──────── Listed records

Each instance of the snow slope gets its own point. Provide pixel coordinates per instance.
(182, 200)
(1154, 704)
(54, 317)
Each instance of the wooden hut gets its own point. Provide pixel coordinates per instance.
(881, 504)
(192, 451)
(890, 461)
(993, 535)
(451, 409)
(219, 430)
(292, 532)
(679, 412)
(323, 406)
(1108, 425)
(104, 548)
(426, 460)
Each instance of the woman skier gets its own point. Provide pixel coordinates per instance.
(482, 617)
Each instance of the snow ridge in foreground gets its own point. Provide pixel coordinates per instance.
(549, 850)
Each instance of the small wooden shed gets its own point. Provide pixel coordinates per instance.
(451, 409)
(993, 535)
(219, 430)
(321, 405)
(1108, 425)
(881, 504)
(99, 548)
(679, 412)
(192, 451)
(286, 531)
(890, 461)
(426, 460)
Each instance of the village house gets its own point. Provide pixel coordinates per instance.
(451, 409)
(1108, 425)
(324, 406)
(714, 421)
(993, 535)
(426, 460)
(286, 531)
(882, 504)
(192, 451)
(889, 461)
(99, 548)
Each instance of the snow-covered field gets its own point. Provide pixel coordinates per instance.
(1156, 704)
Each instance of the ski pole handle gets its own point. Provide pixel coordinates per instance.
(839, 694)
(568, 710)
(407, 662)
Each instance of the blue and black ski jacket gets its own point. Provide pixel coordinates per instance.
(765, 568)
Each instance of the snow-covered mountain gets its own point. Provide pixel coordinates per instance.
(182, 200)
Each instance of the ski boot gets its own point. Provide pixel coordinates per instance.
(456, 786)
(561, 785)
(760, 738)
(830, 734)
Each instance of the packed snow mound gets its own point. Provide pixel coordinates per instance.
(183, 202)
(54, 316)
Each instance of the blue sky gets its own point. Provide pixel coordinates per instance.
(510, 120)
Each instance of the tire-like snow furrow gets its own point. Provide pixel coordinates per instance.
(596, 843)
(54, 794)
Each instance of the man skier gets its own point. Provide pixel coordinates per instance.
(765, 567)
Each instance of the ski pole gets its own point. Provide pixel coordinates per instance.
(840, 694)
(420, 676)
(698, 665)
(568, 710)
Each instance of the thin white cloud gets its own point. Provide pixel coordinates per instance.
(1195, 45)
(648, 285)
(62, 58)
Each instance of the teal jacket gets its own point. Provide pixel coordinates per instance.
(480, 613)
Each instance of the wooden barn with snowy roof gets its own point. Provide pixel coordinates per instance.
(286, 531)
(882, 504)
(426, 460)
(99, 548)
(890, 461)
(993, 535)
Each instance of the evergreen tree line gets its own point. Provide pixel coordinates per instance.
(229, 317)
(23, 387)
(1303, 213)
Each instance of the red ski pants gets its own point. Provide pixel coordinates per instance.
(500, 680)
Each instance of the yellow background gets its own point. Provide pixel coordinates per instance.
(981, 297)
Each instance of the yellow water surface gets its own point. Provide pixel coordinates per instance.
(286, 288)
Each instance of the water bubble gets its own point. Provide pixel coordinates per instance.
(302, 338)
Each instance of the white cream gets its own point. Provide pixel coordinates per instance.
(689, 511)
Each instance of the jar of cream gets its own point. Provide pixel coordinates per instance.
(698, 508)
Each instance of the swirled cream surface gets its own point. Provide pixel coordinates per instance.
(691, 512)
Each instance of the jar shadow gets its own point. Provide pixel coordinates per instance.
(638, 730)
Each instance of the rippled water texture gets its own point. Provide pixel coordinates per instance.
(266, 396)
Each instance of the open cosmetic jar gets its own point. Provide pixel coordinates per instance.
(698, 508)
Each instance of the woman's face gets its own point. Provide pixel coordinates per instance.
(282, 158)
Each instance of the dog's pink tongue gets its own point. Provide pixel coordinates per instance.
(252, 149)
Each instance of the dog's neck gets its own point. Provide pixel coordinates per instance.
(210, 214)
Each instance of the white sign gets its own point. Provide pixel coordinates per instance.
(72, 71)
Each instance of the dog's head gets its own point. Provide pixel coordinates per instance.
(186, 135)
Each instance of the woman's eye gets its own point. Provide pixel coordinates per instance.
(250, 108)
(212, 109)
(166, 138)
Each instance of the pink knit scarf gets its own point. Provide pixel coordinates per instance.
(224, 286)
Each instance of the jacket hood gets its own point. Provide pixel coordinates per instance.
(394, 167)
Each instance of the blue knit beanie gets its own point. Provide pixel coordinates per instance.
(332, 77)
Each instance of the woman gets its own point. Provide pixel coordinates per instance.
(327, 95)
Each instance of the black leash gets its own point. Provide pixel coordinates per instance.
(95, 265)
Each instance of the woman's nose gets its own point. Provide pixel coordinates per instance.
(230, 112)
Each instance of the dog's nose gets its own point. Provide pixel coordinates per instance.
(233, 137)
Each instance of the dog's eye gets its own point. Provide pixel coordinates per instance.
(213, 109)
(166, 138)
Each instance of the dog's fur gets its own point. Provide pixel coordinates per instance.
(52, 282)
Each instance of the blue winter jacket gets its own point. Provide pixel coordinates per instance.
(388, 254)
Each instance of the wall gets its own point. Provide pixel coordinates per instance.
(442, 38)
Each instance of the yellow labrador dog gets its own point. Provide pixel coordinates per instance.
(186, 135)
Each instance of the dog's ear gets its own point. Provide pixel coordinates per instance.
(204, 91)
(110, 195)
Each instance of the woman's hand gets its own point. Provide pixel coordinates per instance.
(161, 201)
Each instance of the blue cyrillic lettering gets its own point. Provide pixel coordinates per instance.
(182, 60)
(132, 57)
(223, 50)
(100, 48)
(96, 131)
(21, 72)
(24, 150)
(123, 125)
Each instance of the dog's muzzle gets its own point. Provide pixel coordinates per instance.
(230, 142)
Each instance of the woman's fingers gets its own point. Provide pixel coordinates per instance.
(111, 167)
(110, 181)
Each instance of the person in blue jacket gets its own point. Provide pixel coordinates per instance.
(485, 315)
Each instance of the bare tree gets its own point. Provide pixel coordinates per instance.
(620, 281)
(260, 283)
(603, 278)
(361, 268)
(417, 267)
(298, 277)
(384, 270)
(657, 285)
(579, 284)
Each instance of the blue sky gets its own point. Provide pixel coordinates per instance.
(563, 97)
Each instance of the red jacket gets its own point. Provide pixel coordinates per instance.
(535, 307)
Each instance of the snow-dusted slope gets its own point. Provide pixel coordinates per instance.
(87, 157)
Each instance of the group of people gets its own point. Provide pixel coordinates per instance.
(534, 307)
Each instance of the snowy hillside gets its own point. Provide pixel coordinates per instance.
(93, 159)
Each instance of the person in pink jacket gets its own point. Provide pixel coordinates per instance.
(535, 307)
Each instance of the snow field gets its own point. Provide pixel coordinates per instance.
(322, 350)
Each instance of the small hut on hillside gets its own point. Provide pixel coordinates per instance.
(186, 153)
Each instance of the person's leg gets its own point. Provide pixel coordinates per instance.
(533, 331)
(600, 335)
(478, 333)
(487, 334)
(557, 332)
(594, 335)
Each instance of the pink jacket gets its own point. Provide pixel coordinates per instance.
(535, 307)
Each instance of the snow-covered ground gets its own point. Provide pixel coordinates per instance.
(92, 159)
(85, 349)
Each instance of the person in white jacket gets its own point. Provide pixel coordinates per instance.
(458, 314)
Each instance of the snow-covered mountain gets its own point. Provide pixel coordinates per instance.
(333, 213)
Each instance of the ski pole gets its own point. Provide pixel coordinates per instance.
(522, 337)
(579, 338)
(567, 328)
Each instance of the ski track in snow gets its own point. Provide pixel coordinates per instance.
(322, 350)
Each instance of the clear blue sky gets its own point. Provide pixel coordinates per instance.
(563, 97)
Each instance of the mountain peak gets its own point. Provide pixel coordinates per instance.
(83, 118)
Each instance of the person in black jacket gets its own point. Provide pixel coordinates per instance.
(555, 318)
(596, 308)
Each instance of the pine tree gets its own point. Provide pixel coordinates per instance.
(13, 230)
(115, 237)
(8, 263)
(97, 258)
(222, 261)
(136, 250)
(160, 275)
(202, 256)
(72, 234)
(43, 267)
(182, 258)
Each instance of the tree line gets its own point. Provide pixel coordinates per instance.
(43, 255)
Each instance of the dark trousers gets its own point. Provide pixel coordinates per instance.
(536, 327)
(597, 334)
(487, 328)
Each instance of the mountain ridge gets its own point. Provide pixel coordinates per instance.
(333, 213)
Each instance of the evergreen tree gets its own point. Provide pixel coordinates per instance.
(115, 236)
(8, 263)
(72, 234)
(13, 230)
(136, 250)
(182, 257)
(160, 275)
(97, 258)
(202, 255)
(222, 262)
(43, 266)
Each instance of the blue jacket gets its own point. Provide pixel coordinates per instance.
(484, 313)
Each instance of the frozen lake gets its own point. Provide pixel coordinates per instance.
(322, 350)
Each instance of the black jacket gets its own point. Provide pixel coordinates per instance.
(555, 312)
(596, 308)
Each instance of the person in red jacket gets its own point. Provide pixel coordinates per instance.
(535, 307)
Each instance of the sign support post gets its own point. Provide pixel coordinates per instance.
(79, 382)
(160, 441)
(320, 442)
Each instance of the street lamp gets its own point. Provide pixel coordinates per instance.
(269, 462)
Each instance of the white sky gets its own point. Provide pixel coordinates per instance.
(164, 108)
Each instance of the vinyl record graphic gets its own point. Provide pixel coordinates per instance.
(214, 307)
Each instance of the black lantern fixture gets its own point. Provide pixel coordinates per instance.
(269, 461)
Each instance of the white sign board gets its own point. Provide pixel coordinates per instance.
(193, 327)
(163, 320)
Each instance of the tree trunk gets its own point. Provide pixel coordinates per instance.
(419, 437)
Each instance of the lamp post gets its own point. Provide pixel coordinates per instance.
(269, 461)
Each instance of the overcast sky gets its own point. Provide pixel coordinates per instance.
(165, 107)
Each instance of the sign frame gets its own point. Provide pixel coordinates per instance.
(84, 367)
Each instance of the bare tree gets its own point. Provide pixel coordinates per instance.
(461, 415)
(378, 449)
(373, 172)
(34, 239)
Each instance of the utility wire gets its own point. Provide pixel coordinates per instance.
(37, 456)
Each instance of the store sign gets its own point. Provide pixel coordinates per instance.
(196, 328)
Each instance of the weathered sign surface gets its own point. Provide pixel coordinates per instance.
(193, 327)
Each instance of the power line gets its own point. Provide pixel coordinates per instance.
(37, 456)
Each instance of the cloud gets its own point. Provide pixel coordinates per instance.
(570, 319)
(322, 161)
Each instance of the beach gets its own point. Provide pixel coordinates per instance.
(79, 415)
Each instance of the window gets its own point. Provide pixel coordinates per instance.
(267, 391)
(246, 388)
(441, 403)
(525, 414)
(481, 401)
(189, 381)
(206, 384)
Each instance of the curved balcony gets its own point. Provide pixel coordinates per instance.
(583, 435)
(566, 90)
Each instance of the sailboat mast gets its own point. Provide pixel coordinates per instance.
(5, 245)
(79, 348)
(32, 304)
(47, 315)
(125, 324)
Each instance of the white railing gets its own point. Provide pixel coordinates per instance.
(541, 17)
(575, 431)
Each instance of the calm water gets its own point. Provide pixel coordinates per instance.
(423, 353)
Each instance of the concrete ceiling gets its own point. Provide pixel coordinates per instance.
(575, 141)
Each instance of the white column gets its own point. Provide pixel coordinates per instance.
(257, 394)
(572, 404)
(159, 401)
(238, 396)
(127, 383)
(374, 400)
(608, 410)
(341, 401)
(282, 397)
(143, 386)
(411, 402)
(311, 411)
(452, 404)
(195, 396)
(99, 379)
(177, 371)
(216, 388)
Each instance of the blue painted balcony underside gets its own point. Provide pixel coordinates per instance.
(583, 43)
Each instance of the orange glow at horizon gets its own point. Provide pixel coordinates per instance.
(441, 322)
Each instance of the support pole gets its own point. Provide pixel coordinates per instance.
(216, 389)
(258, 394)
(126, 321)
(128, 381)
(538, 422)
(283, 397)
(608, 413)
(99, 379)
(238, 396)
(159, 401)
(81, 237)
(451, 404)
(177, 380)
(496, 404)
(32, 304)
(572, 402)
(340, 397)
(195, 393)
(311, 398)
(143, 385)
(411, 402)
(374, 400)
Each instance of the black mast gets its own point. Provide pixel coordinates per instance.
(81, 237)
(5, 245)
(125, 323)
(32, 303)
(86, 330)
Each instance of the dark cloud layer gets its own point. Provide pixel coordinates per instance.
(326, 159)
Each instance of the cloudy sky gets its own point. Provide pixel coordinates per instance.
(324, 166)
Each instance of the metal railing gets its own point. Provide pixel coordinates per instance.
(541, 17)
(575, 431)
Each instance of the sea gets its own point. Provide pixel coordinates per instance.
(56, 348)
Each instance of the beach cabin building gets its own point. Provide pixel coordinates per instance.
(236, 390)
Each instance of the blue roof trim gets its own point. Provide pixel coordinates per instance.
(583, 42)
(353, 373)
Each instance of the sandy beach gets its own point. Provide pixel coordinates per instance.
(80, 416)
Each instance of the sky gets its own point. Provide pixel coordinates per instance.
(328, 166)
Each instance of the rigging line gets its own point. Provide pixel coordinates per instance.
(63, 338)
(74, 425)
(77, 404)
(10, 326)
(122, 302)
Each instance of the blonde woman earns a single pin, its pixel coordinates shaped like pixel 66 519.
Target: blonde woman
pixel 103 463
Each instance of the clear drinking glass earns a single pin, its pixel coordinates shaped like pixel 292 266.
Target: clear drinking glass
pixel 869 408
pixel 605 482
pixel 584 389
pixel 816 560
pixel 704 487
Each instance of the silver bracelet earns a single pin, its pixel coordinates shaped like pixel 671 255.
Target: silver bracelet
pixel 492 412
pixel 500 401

────────────────

From the data above, pick out each line containing "shaped" and copy it.

Each instance of the blonde woman earns a single pin, its pixel coordinates shaped like pixel 66 519.
Each instance of the clear drinking glass earns a single pin, its pixel coordinates shaped like pixel 292 266.
Each instance of the silver bracelet earns a single pin, its pixel coordinates shaped like pixel 671 255.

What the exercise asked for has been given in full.